• [Short problem 1]: From the hash table thread, reproduce word for word the passage from "Which is certainly" up to and including "pre-fetch), data transfers.".
• [Short problem 2]:
Answer these questions using the hash table thread:
(a) What minimum number of comparisons for sorting algorithms does one commenter say is taught in algorithm classes?
(b) Whose conjecture is the paper said to disprove?
(c) Which programming language is the only one the final commenter says they have used?

• [Excerpted text]:
= = = = =

A young computer scientist and two colleagues show that searches within data structures called hash tables can be much faster than previously deemed possible.
This is incredible, but why does the article end by stating that this might not have any immediate applications? Shouldn’t this immediately result in more efficient hash tables in everyday programming languages?
After reading through the abstract the article is pop sci bunk: They developed a method to save additional space with constant-time overhead.
Which is certainly novel and nice and all kinds of things but it’s just a tool in the toolbox, making things more optimal in theory says little about things being faster in practice because the theoretical cost models never match what real-world machines are actually doing. In algorithm classes we learn to analyse sorting algorithms by number of comparisons, and indeed the minimum necessary is O(n log n), in the real world, it’s numbers of cache invalidation that matters: CPUs can compare numbers basically instantly, getting the stuff you want to compare from memory to the CPU is where time is spent. It can very well be faster to make more comparisons if it means you get fewer, or more regular (so that the CPU can predict and pre-fetch), data transfers.
Consulting my crystal ball, I see this trickling down into at least the minds of people who develop the usual KV stores, database engineers, etc, maybe it’ll help maybe it won’t those things are already incredibly optimized. Never trust a data structure optimisation you didn’t benchmark. Never trust any optimisation you didn’t benchmark, actually. Do your benchmarks, you’re not smarter than reality. In case it does help, it’s going to trickle down into standard implementations of data structures languages ship with.
EDIT: I was looking an this paper, not this. It’s actually disproving a conjecture of Yao, who has a Turing prize, certainly a nice feather to have in your cap. It’s also way more into the theoretical weeds than I’m comfortable with. This may have applications, or this may go along the lines of the Karatsuba algorithm: Faster only if your data is astronomically large, for (most) real-world applications the constant overhead out-weighs the asymptotic speedup.
Also never even start optimizing until you profile and are sure the bit you are trying to optimize even matters to the overall performance of your program.
the reason it confused me is because the college student was clearly using the algorithm to accomplish his task, not just theoretically designed. So it didn’t seem to be a small improvement that would only be noticeable in certain situations.
I’m not smart enough to understand the papers so that’s why I asked.
Oh no it’s definitely a theoretical paper. Even if the theory is fully formalised and thus executable it still wouldn’t give much insight on how it’d perform in the real world because theorem provers aren’t the most performant programming languages.
And, FWIW, CS theorists don’t really care about running programs same as theoretical physicists don’t care much about banging rocks together, in both cases making things work in the real world is up to engineers.
It’s really not. Just because they describe their algorithm in computer science terms in the paper, doesn’t mean it’s theoretical. Their elastic and funnel examples are very clear and pretty simple and can be implemented in any language you like…
It’s not a lot of code to make a hash table, it’s a common first year computer science topic.
What’s interesting about this isn’t that it’s a complex theoretical thing, it’s that it’s a simple undergrad topic that everybody thought was optimised to a point where it couldn’t be improved.
When you have a paper that’s pretty much a succession of “Lemma:” “Proof:” “Theorem:” and “Proof:” and no benchmark chart then yes it’s a theoretical one.
I’ve only used java but java hash tables are stupid fast in my experience, like everything else in my crap programs was 1000 times slower than the hash table access or storage.

= = = = =

• [Data entries]:
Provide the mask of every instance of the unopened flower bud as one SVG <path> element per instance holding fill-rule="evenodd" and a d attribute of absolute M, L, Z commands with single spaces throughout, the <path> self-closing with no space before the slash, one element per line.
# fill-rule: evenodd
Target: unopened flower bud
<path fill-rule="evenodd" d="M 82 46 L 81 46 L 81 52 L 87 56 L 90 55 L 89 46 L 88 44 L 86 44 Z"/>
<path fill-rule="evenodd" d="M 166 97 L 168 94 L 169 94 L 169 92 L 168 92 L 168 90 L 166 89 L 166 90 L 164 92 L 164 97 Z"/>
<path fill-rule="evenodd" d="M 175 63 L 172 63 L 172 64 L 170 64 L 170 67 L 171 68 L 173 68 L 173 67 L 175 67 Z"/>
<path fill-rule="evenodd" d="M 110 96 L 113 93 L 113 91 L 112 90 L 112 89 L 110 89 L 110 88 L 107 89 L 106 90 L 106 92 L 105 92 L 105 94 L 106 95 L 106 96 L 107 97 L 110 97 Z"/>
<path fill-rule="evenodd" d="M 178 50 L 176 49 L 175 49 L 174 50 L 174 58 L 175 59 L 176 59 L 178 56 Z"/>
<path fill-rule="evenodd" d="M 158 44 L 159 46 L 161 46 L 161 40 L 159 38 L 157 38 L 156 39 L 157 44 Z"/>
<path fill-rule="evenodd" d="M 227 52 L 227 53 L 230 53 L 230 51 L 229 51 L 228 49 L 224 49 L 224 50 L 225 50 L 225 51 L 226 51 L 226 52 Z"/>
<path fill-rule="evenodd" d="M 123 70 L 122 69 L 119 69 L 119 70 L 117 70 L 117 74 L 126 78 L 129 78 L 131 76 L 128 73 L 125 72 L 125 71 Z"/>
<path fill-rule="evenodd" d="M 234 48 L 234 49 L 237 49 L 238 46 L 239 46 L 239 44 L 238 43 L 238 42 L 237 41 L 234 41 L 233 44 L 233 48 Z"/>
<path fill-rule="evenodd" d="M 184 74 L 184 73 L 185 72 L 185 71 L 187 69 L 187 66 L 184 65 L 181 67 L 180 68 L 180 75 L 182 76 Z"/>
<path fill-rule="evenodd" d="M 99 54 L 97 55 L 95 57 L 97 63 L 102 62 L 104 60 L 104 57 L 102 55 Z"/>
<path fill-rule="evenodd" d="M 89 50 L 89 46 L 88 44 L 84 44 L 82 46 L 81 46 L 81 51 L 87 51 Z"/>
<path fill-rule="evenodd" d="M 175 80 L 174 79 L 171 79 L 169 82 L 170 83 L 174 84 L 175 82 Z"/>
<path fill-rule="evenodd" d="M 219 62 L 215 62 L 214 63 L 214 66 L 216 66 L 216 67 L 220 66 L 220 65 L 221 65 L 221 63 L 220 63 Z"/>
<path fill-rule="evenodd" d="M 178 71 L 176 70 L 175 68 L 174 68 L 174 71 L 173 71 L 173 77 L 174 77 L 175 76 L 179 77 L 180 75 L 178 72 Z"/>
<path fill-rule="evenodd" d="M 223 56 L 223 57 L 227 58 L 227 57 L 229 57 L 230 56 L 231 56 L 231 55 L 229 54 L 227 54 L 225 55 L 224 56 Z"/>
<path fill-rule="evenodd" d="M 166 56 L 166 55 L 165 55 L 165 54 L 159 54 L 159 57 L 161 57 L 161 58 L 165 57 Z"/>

= = = = =

• [Output 1]:
Which is certainly novel and nice and all kinds of things but it’s just a tool in the toolbox, making things more optimal in theory says little about things being faster in practice because the theoretical cost models never match what real-world machines are actually doing. In algorithm classes we learn to analyse sorting algorithms by number of comparisons, and indeed the minimum necessary is O(n log n), in the real world, it’s numbers of cache invalidation that matters: CPUs can compare numbers basically instantly, getting the stuff you want to compare from memory to the CPU is where time is spent. It can very well be faster to make more comparisons if it means you get fewer, or more regular (so that the CPU can predict and pre-fetch), data transfers.

• [Output 2]:
(a) O(n log n)
(b) Yao's
(c) Java